→ **Instructions for the task**
The expected result is the segment of the entries that begins with the line containing "Wildlife camera triggered — scan the photo above for tree" and ends with the last line, copied verbatim.

*** Recorded data Section Begins ***

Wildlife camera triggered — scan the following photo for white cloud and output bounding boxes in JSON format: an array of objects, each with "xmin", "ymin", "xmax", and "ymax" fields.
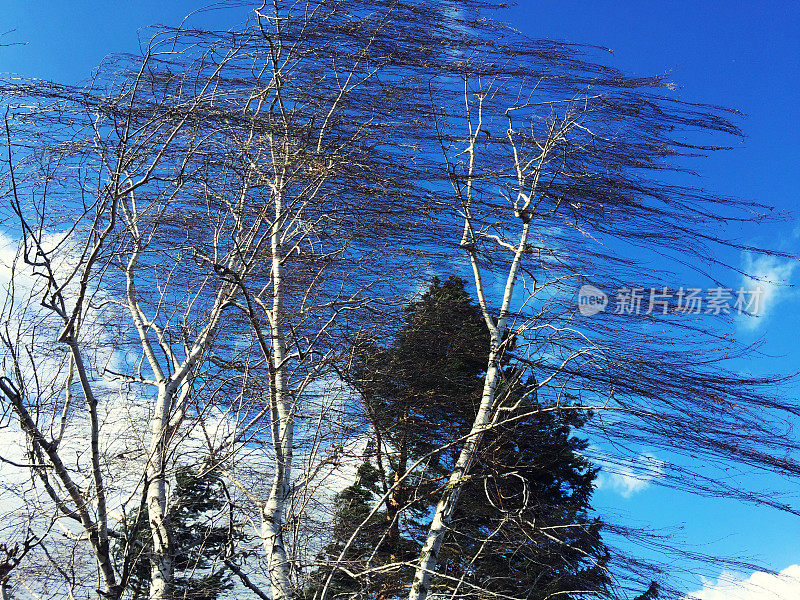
[
  {"xmin": 738, "ymin": 253, "xmax": 796, "ymax": 331},
  {"xmin": 687, "ymin": 564, "xmax": 800, "ymax": 600},
  {"xmin": 595, "ymin": 452, "xmax": 665, "ymax": 498},
  {"xmin": 601, "ymin": 470, "xmax": 649, "ymax": 498}
]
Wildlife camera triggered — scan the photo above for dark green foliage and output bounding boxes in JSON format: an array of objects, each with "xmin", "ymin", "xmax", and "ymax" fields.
[
  {"xmin": 312, "ymin": 276, "xmax": 615, "ymax": 600},
  {"xmin": 443, "ymin": 384, "xmax": 611, "ymax": 599},
  {"xmin": 115, "ymin": 467, "xmax": 232, "ymax": 599},
  {"xmin": 353, "ymin": 275, "xmax": 490, "ymax": 464},
  {"xmin": 339, "ymin": 277, "xmax": 491, "ymax": 598},
  {"xmin": 633, "ymin": 582, "xmax": 660, "ymax": 600}
]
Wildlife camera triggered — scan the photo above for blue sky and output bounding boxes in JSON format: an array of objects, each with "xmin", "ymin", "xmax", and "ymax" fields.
[
  {"xmin": 510, "ymin": 2, "xmax": 800, "ymax": 594},
  {"xmin": 2, "ymin": 1, "xmax": 799, "ymax": 596},
  {"xmin": 508, "ymin": 0, "xmax": 800, "ymax": 590}
]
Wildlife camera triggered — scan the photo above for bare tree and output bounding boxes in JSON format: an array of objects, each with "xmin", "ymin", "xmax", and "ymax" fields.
[
  {"xmin": 281, "ymin": 5, "xmax": 800, "ymax": 599},
  {"xmin": 2, "ymin": 2, "xmax": 799, "ymax": 600},
  {"xmin": 403, "ymin": 19, "xmax": 800, "ymax": 600},
  {"xmin": 0, "ymin": 1, "xmax": 445, "ymax": 598}
]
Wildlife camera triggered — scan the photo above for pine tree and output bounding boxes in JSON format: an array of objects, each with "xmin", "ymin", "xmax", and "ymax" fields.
[
  {"xmin": 355, "ymin": 277, "xmax": 490, "ymax": 597},
  {"xmin": 115, "ymin": 467, "xmax": 233, "ymax": 599},
  {"xmin": 443, "ymin": 379, "xmax": 611, "ymax": 599},
  {"xmin": 633, "ymin": 582, "xmax": 661, "ymax": 600},
  {"xmin": 318, "ymin": 277, "xmax": 614, "ymax": 600}
]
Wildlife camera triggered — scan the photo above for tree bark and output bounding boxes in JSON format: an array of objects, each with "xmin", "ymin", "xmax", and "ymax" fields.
[
  {"xmin": 260, "ymin": 189, "xmax": 297, "ymax": 600},
  {"xmin": 408, "ymin": 103, "xmax": 536, "ymax": 600},
  {"xmin": 407, "ymin": 351, "xmax": 501, "ymax": 600},
  {"xmin": 147, "ymin": 385, "xmax": 174, "ymax": 600}
]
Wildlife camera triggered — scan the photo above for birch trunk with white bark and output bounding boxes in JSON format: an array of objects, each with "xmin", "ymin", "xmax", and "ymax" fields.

*** Recorded data Section Ends ***

→ **Exercise result**
Wildlife camera triggered — scan the photo above for tree bark and output bounding boxes in JSON format: an array of objects, each with "xmin", "ymin", "xmax", and "ymax" fields.
[
  {"xmin": 260, "ymin": 189, "xmax": 297, "ymax": 600},
  {"xmin": 408, "ymin": 103, "xmax": 536, "ymax": 600},
  {"xmin": 407, "ymin": 351, "xmax": 501, "ymax": 600},
  {"xmin": 147, "ymin": 385, "xmax": 174, "ymax": 600}
]
Wildlife camera triggered — scan the photo above for birch trunk with white bark and output bounding boxes in JSON format: an array of objects, each with "xmin", "ymin", "xmax", and "ymax" fields.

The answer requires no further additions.